:: Tujuan yang Ditetapkan ::
Sajikan seluruh catatan berikut sebagai CSV dua kolom dengan nama kolom kueri dan hasil, satu baris untuk setiap catatan yang memuat teks catatan serta jawabannya. Tempatkan setiap nilai dalam satu bidang berkutip dan ganti setiap jeda baris dengan spasi.

:: Daftar Catatan ::
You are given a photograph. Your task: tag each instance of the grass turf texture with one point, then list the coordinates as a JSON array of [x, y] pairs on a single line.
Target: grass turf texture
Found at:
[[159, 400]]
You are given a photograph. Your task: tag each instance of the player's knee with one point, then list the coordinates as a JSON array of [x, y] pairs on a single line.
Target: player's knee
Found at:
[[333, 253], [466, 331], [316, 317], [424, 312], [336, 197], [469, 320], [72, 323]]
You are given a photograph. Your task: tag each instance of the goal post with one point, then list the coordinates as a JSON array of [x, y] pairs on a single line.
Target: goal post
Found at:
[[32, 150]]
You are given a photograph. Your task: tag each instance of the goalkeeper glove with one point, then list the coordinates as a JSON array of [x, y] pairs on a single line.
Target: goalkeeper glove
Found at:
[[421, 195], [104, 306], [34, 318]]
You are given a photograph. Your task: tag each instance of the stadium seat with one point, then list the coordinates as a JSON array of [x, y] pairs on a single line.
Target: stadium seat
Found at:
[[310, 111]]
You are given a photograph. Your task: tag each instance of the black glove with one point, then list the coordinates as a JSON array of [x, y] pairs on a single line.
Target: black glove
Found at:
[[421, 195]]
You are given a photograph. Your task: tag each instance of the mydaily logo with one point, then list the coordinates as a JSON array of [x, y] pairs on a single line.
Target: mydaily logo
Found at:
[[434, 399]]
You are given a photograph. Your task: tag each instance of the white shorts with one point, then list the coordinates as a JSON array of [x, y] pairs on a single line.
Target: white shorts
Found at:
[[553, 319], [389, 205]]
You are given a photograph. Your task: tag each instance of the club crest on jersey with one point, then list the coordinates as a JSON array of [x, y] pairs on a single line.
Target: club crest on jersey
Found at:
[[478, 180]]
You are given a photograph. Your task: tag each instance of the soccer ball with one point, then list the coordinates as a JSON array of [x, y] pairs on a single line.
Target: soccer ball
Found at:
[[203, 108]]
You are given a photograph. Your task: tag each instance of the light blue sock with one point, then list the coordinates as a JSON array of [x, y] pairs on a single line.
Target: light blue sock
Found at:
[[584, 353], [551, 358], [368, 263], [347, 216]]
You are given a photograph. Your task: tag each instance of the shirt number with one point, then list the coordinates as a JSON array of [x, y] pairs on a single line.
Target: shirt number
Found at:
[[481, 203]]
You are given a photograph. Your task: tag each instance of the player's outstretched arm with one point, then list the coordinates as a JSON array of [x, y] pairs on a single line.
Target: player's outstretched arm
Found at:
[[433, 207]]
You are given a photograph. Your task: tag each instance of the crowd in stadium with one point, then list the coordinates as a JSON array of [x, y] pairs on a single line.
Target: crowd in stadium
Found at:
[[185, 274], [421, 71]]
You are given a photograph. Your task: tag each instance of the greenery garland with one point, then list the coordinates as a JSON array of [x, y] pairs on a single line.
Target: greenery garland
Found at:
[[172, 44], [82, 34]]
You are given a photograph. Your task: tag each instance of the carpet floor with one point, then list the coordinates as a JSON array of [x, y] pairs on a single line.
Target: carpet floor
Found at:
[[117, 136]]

:: Hasil Tugas ::
kueri,hasil
"You are given a photograph. Your task: tag each instance of the grass turf texture with one point, then list the coordinates as a JSON array of [x, y] pairs on a single line. Target: grass turf texture Found at:","[[159, 400]]"
"You are given a photograph. Your task: tag each instance of the player's knee with one point, then list the coordinates as a JSON array of [x, y] pairs on a single line. Target: player's knee Found at:","[[333, 253], [466, 331], [316, 317], [424, 312], [336, 197], [469, 320], [72, 323]]"
"You are given a photograph. Your task: tag each instance of the goal post with one point, then list the coordinates as a JSON array of [x, y] pairs on a single line. Target: goal post Found at:","[[32, 150]]"
"You are given a photograph. Your task: tag each instance of the goalkeeper glove with one point, then list the coordinates as a JSON array of [x, y] pairs on a single line. Target: goalkeeper glove Found at:","[[421, 195], [104, 306], [34, 318]]"
"You are given a photograph. Your task: tag each instance of the stadium seat with one point, then list the coordinates as a JSON array of [x, y] pairs on a single line. Target: stadium seat Found at:","[[310, 111]]"
"You are given a photograph. Your task: tag each instance of the black glove with one point, then list the coordinates as a JSON array of [x, y] pairs on a single line. Target: black glove Found at:","[[421, 195]]"
"You are given a photograph. Your task: tag each instance of the mydaily logo with one point, then list the coordinates as a JSON array of [x, y] pairs on a single line. Target: mydaily logo Found at:","[[434, 399]]"
"You are given a photograph. Your task: tag each instance of the white shorts with one point, then list the coordinates as a JSON array of [x, y] pairs on a single line. Target: white shorts Found at:","[[553, 319], [389, 205]]"
"You are given a photograph. Your task: tag each instance of the club crest on jersey with one point, then list the coordinates as a JSON array of [x, y] pairs on a single line. Target: club crest on jersey Found at:","[[478, 180]]"
"You are given a photograph. Your task: tag each instance of the soccer ball with one point, then list the coordinates as a JSON array of [x, y] pairs on a single line. Target: soccer ball Found at:","[[203, 108]]"
"You are given a photograph. Your task: tag each instance of the light blue sock with one point, then list the coordinates as a JSON array of [x, y] pairs on a single line. Target: light blue sock Found at:","[[584, 353], [551, 358], [368, 263], [347, 216]]"
"You are given a photograph. Your task: tag each instance of the shirt number with one point, then list the coordinates as a JSON array of [x, y] pairs on a single line. Target: shirt number Found at:","[[481, 203]]"
"You are given a photograph. Your task: tag each instance of the player's outstretched arm with one point, then list the coordinates as a JSON array of [x, y] pairs on a single line. Target: player's outstretched arm Found at:","[[433, 207]]"
"You are given a photograph. Your task: tag each instance of the crowd in stadium with one point, then list the coordinates as a JSON array of [x, y] pairs on a single line. Target: crowd in stadium Found at:","[[185, 274], [421, 71]]"
"You are given a photograph. Your task: tag each instance of the greenery garland with one point, then list the coordinates as a JSON array of [x, y] pairs on a single line. Target: greenery garland Found at:","[[172, 44], [82, 34]]"
"You are given a photograph. Your task: tag each instance of the carpet floor with one point, then list the coordinates as a JSON array of [x, y] pairs on a single line. Target: carpet floor Found at:","[[117, 136]]"